Copy out, unchanged and in order, the lines of the listing from the one holding "# target: striped umbrella" through the one holding "Give the mask of every instance of the striped", both included.

[Start RECORDS SUPPLIED]

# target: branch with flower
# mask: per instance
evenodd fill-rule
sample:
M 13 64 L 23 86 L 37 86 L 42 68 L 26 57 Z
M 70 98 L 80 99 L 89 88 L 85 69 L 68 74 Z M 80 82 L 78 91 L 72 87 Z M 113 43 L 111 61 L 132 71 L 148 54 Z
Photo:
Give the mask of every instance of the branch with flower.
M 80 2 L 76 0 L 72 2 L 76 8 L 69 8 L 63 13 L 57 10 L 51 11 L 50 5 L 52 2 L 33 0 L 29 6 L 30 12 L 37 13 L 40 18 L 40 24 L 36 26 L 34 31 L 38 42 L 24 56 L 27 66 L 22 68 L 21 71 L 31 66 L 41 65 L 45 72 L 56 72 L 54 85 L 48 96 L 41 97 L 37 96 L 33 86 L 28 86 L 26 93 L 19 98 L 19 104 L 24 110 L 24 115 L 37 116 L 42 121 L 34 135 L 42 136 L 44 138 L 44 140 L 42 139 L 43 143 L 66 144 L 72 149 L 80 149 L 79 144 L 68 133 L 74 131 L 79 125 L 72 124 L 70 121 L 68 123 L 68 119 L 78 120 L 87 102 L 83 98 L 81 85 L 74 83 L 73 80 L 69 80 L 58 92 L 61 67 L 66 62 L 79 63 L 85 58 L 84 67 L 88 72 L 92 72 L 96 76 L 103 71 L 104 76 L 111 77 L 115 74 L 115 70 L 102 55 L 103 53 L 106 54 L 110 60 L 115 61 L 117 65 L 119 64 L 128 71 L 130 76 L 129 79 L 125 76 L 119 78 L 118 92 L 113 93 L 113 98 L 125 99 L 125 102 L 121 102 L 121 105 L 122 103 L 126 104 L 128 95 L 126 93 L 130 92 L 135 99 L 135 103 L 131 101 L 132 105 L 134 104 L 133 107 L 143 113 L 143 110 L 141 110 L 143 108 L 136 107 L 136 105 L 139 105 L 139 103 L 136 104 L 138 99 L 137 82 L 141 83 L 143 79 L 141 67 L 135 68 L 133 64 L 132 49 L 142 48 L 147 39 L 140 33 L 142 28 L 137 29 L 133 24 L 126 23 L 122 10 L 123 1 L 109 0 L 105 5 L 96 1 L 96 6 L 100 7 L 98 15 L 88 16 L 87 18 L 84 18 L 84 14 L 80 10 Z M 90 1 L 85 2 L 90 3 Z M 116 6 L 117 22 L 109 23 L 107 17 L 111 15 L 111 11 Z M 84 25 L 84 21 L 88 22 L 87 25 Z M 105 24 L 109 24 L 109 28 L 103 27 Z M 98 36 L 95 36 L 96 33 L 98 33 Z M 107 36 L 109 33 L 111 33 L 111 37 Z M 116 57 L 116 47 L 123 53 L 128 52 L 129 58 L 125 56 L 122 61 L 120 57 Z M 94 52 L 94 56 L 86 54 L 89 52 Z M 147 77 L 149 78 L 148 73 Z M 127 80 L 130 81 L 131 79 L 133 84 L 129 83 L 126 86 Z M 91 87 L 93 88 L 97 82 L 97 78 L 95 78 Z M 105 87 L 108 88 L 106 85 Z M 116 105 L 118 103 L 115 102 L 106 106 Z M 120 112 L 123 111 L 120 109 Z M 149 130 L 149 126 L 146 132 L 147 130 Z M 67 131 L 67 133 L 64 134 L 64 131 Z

[End RECORDS SUPPLIED]
[Start RECORDS SUPPLIED]

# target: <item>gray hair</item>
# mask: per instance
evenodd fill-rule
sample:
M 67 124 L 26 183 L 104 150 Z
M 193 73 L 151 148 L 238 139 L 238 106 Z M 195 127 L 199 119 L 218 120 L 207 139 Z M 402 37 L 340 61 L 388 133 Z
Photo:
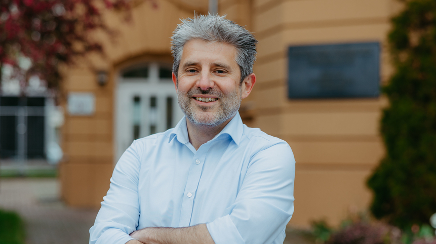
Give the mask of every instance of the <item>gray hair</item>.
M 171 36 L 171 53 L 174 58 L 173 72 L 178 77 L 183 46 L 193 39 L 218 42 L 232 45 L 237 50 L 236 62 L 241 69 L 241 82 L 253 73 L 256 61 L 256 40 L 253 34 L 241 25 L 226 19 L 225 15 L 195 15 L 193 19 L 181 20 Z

[End RECORDS SUPPLIED]
[Start RECORDS SUPPLIED]

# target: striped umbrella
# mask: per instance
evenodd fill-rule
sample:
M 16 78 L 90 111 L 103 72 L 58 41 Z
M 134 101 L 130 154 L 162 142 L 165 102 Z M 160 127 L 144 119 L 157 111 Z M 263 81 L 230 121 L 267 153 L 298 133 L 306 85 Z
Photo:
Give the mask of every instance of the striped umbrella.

[End RECORDS SUPPLIED]

ANSWER TO THIS TASK:
# target: striped umbrella
# mask: per instance
evenodd fill-rule
sample:
M 16 78 L 90 111 L 103 72 L 58 41 Z
M 134 101 L 130 154 L 162 142 L 165 102 Z M 160 127 L 144 119 L 157 111 Z M 263 81 L 230 121 L 267 153 L 298 133 L 306 85 Z
Photo:
Give the mask of every instance of the striped umbrella.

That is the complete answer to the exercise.